* [AUFGABEN]:
[1] Gib aus dem Seitenauszug die Stelle von „Zeitfresser Smartphone: Anne“ bis einschließlich „Gegenwart und Zukunft.“ wortgetreu wieder.
[2] Wer ist laut dem Seitenauszug Bürgermeister von Dieburg?

* [SEITENAUSZUG]:
::::::
Zeitfresser Smartphone: Anne Himmelmann gewinnt Nachwuchspreis der Stadt Dieburg
Audiovisuelle Installation "IT MIGHT BE" mit dem Nachwuchspreis der Stadt Dieburg ausgezeichnet
Ein Beitrag von Valerie Neumaier
Dienstag, 28. Juli 2020
Mediencampus der Hochschule Darmstadt
Alljährlich wird der Nachwuchspreis der Stadt Dieburg ausgelobt, um „einen kultivierten, ethisch orientierten Gebrauch digitaler Medien zu befördern.“
Unter diesen Vorzeichen stand auch die diesjährige Vernissage von Studierenden des Mediencampus „Erinnerungen an Morgen / Memories of Tomorrow“. Die Ausstellung fand zum ersten Mal in virtueller Form statt und drehte sich um die mediale Auseinandersetzung mit Vergangenheit, Gegenwart und Zukunft.
Publikumsfavorit und Gewinner des Nachwuchspreises war die Videoinstallation „It Might Be“: Eine eindrucksvolle Mischung aus Bild und Ton, die das Mobiltelefon als manipulativen Aufmerksamkeits- und Zeitfresser inszeniert und „die besondere Rolle der sozialen Medien zum Transport von Wahr- und Unwahrheiten auf unwiderstehliche Weise deutlich macht“, so Dieburgs Bürgermeister Frank Haus bei der Finissage.
::::::
* [QUELLMATERIAL]:

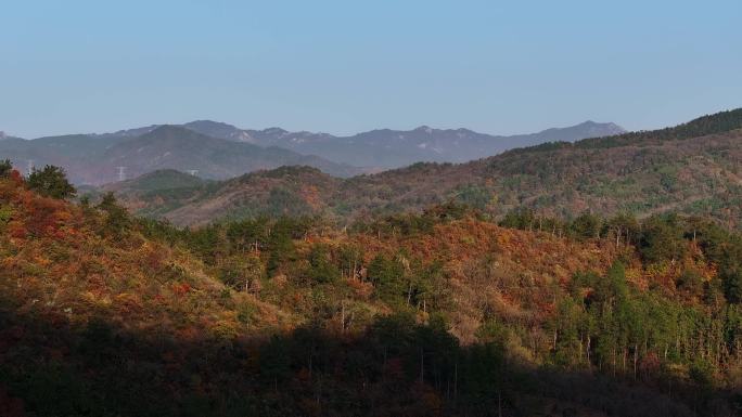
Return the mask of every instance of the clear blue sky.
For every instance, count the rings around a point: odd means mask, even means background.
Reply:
::::::
* [LÖSUNGEN]:
[1]
Zeitfresser Smartphone: Anne Himmelmann gewinnt Nachwuchspreis der Stadt Dieburg
Audiovisuelle Installation "IT MIGHT BE" mit dem Nachwuchspreis der Stadt Dieburg ausgezeichnet
Ein Beitrag von Valerie Neumaier
Dienstag, 28. Juli 2020
Mediencampus der Hochschule Darmstadt
Alljährlich wird der Nachwuchspreis der Stadt Dieburg ausgelobt, um „einen kultivierten, ethisch orientierten Gebrauch digitaler Medien zu befördern.“
Unter diesen Vorzeichen stand auch die diesjährige Vernissage von Studierenden des Mediencampus „Erinnerungen an Morgen / Memories of Tomorrow“. Die Ausstellung fand zum ersten Mal in virtueller Form statt und drehte sich um die mediale Auseinandersetzung mit Vergangenheit, Gegenwart und Zukunft.

[2] Frank Haus